[Begin Dataset excerpts]

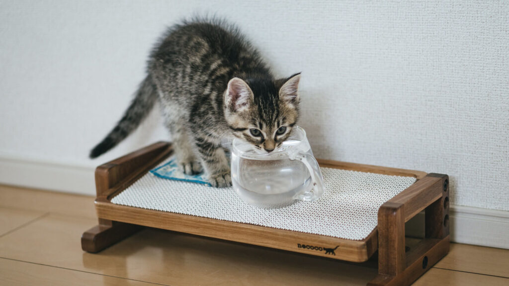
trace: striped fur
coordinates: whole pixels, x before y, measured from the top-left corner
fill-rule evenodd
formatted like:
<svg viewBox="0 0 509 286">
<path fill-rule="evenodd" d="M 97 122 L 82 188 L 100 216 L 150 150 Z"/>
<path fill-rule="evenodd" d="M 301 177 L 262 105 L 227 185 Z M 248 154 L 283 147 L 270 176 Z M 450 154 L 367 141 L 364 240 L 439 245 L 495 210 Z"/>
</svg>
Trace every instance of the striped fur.
<svg viewBox="0 0 509 286">
<path fill-rule="evenodd" d="M 91 158 L 125 138 L 158 100 L 182 169 L 204 168 L 212 185 L 225 187 L 231 179 L 222 141 L 240 138 L 271 152 L 299 117 L 300 75 L 275 79 L 258 52 L 223 21 L 197 19 L 171 28 L 151 53 L 148 73 Z"/>
</svg>

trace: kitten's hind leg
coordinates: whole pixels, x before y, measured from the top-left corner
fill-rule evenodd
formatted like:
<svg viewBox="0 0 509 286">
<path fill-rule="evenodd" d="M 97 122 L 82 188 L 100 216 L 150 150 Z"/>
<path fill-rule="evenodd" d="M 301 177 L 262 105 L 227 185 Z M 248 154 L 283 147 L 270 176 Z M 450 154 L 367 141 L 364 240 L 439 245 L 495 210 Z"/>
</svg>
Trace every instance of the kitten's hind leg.
<svg viewBox="0 0 509 286">
<path fill-rule="evenodd" d="M 218 188 L 231 186 L 230 165 L 222 148 L 203 138 L 196 138 L 195 142 L 210 184 Z"/>
<path fill-rule="evenodd" d="M 195 155 L 193 143 L 184 125 L 178 122 L 174 124 L 168 121 L 166 121 L 166 126 L 172 134 L 179 168 L 187 175 L 201 173 L 203 170 L 202 164 Z"/>
</svg>

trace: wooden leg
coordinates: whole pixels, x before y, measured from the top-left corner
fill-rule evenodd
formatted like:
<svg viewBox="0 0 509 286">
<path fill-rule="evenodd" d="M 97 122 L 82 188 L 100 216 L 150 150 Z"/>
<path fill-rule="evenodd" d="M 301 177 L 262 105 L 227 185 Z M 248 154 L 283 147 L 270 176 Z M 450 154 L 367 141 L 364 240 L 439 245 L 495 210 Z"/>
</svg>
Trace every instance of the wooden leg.
<svg viewBox="0 0 509 286">
<path fill-rule="evenodd" d="M 414 212 L 406 207 L 415 207 L 390 201 L 384 204 L 378 212 L 378 275 L 369 286 L 410 285 L 449 252 L 448 178 L 440 174 L 428 176 L 437 183 L 422 191 L 437 193 L 439 188 L 442 195 L 426 208 L 425 238 L 405 253 L 405 222 L 410 218 L 404 214 Z"/>
<path fill-rule="evenodd" d="M 136 224 L 100 218 L 99 224 L 83 233 L 81 249 L 88 252 L 98 252 L 143 228 Z"/>
</svg>

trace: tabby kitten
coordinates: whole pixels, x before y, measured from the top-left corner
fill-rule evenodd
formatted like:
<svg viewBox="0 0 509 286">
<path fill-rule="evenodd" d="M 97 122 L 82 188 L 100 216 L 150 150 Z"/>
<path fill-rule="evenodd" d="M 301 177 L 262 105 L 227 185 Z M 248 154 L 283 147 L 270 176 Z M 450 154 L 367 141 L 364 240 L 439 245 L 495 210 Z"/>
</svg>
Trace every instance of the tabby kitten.
<svg viewBox="0 0 509 286">
<path fill-rule="evenodd" d="M 234 137 L 270 152 L 299 117 L 299 74 L 275 79 L 238 31 L 218 20 L 171 27 L 150 54 L 148 75 L 123 117 L 90 153 L 96 158 L 133 131 L 158 100 L 187 174 L 203 168 L 215 187 L 231 185 L 221 140 Z"/>
</svg>

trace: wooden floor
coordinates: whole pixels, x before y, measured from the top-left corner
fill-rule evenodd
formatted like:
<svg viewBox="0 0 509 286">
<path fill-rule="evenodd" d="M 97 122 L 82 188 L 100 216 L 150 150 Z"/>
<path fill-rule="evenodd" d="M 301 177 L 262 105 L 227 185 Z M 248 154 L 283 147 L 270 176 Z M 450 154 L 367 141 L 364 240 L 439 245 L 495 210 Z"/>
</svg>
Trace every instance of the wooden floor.
<svg viewBox="0 0 509 286">
<path fill-rule="evenodd" d="M 0 285 L 365 285 L 377 270 L 148 228 L 98 254 L 94 198 L 0 185 Z M 414 284 L 509 285 L 509 250 L 453 244 Z"/>
</svg>

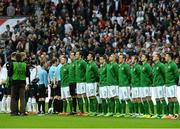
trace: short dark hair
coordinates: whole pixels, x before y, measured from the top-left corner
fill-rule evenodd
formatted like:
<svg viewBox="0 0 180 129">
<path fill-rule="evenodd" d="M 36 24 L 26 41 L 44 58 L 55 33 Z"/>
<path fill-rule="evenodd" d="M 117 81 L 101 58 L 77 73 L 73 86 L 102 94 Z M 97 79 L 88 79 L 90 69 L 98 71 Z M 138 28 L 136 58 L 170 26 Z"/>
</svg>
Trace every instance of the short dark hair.
<svg viewBox="0 0 180 129">
<path fill-rule="evenodd" d="M 123 59 L 126 59 L 126 55 L 121 53 L 119 56 L 123 56 Z"/>
<path fill-rule="evenodd" d="M 169 55 L 171 58 L 174 57 L 173 53 L 172 52 L 166 52 L 167 55 Z"/>
<path fill-rule="evenodd" d="M 92 55 L 92 57 L 93 57 L 93 59 L 94 59 L 94 53 L 92 52 L 92 51 L 89 51 L 89 53 L 88 54 L 91 54 Z"/>
<path fill-rule="evenodd" d="M 149 60 L 149 58 L 150 58 L 150 57 L 149 57 L 149 54 L 147 54 L 147 53 L 142 53 L 142 55 L 144 55 L 144 56 L 146 57 L 146 59 Z"/>
<path fill-rule="evenodd" d="M 52 64 L 54 64 L 54 63 L 56 63 L 57 62 L 57 59 L 56 58 L 54 58 L 54 59 L 52 59 Z"/>
<path fill-rule="evenodd" d="M 21 53 L 16 53 L 16 61 L 22 61 Z"/>
</svg>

[End Dataset excerpts]

None of the pictures should appear; repeat the records exactly otherwise.

trace: striped fur
coordinates: whole pixels, x before y, measured from the top-left corner
fill-rule evenodd
formatted like:
<svg viewBox="0 0 509 286">
<path fill-rule="evenodd" d="M 97 122 L 82 188 L 100 216 L 150 150 Z"/>
<path fill-rule="evenodd" d="M 301 177 L 262 105 L 227 185 Z M 248 154 L 283 147 L 270 176 Z M 450 154 L 367 141 L 364 240 L 439 245 L 495 210 Z"/>
</svg>
Trace every instance of the striped fur.
<svg viewBox="0 0 509 286">
<path fill-rule="evenodd" d="M 91 158 L 125 138 L 158 100 L 182 169 L 204 168 L 212 185 L 225 187 L 231 179 L 222 141 L 240 138 L 271 152 L 299 117 L 300 75 L 275 79 L 258 52 L 223 21 L 197 19 L 171 28 L 151 53 L 148 73 Z"/>
</svg>

trace: kitten's hind leg
coordinates: whole pixels, x before y, measured from the top-left corner
fill-rule evenodd
formatted like:
<svg viewBox="0 0 509 286">
<path fill-rule="evenodd" d="M 97 122 L 82 188 L 100 216 L 150 150 Z"/>
<path fill-rule="evenodd" d="M 301 177 L 262 105 L 227 185 Z M 248 154 L 283 147 L 270 176 Z M 450 154 L 367 141 L 364 240 L 439 245 L 495 210 Z"/>
</svg>
Trace every instance of the kitten's hind leg.
<svg viewBox="0 0 509 286">
<path fill-rule="evenodd" d="M 218 188 L 231 186 L 230 165 L 222 148 L 203 138 L 196 138 L 195 142 L 210 184 Z"/>
<path fill-rule="evenodd" d="M 195 155 L 193 143 L 184 125 L 178 122 L 174 124 L 168 121 L 166 121 L 166 126 L 172 134 L 179 168 L 187 175 L 201 173 L 203 170 L 202 164 Z"/>
</svg>

trace: wooden leg
coordinates: whole pixels, x before y, measured from the top-left corner
fill-rule evenodd
formatted like:
<svg viewBox="0 0 509 286">
<path fill-rule="evenodd" d="M 97 122 L 82 188 L 100 216 L 150 150 Z"/>
<path fill-rule="evenodd" d="M 301 177 L 262 105 L 227 185 Z M 248 154 L 283 147 L 270 176 Z M 450 154 L 367 141 L 364 240 L 439 245 L 495 210 Z"/>
</svg>
Trace every instance of the wooden leg.
<svg viewBox="0 0 509 286">
<path fill-rule="evenodd" d="M 414 212 L 406 207 L 415 207 L 390 201 L 384 204 L 378 212 L 378 275 L 369 286 L 410 285 L 449 252 L 448 178 L 440 174 L 428 176 L 437 183 L 422 191 L 437 193 L 439 188 L 442 195 L 426 208 L 425 238 L 405 253 L 405 222 L 410 218 L 404 214 Z"/>
<path fill-rule="evenodd" d="M 136 224 L 100 218 L 99 224 L 83 233 L 81 249 L 88 252 L 98 252 L 143 228 Z"/>
</svg>

trace: tabby kitten
coordinates: whole pixels, x before y, measured from the top-left corner
fill-rule evenodd
formatted like:
<svg viewBox="0 0 509 286">
<path fill-rule="evenodd" d="M 97 122 L 82 188 L 100 216 L 150 150 Z"/>
<path fill-rule="evenodd" d="M 301 177 L 262 105 L 227 185 Z M 248 154 L 283 147 L 270 176 Z M 450 154 L 367 141 L 364 240 L 439 245 L 495 210 Z"/>
</svg>
Trace every instance of the tabby kitten.
<svg viewBox="0 0 509 286">
<path fill-rule="evenodd" d="M 234 137 L 270 152 L 299 117 L 299 74 L 275 79 L 238 31 L 218 20 L 171 27 L 150 54 L 148 75 L 123 117 L 90 153 L 96 158 L 133 131 L 158 100 L 187 174 L 203 168 L 215 187 L 231 185 L 221 140 Z"/>
</svg>

trace: wooden floor
coordinates: whole pixels, x before y, measured from the top-left corner
fill-rule evenodd
formatted like:
<svg viewBox="0 0 509 286">
<path fill-rule="evenodd" d="M 97 122 L 82 188 L 100 216 L 150 150 Z"/>
<path fill-rule="evenodd" d="M 301 177 L 262 105 L 227 185 Z M 248 154 L 283 147 L 270 176 Z M 450 154 L 367 141 L 364 240 L 439 245 L 495 210 Z"/>
</svg>
Trace every instance of the wooden floor.
<svg viewBox="0 0 509 286">
<path fill-rule="evenodd" d="M 0 285 L 365 285 L 377 270 L 148 228 L 98 254 L 94 198 L 0 185 Z M 414 284 L 509 285 L 509 250 L 453 244 Z"/>
</svg>

trace: short dark hair
coordinates: whole pixels, x before y, measured from the top-left corner
fill-rule evenodd
formatted like:
<svg viewBox="0 0 180 129">
<path fill-rule="evenodd" d="M 36 24 L 26 41 L 44 58 L 55 33 Z"/>
<path fill-rule="evenodd" d="M 117 81 L 101 58 L 77 73 L 73 86 L 102 94 Z M 97 79 L 88 79 L 90 69 L 98 71 Z M 138 28 L 136 58 L 170 26 Z"/>
</svg>
Trace every instance of the short dark hair.
<svg viewBox="0 0 180 129">
<path fill-rule="evenodd" d="M 123 59 L 126 59 L 126 55 L 121 53 L 119 56 L 123 56 Z"/>
<path fill-rule="evenodd" d="M 169 55 L 171 58 L 174 57 L 173 53 L 172 52 L 166 52 L 167 55 Z"/>
<path fill-rule="evenodd" d="M 92 55 L 92 57 L 93 57 L 93 59 L 94 59 L 94 53 L 92 52 L 92 51 L 89 51 L 89 53 L 88 54 L 91 54 Z"/>
<path fill-rule="evenodd" d="M 149 60 L 149 58 L 150 58 L 150 57 L 149 57 L 149 54 L 147 54 L 147 53 L 142 53 L 142 55 L 144 55 L 144 56 L 146 57 L 146 59 Z"/>
<path fill-rule="evenodd" d="M 52 64 L 54 64 L 54 63 L 56 63 L 57 62 L 57 59 L 56 58 L 54 58 L 54 59 L 52 59 Z"/>
<path fill-rule="evenodd" d="M 21 53 L 16 53 L 16 61 L 22 61 Z"/>
</svg>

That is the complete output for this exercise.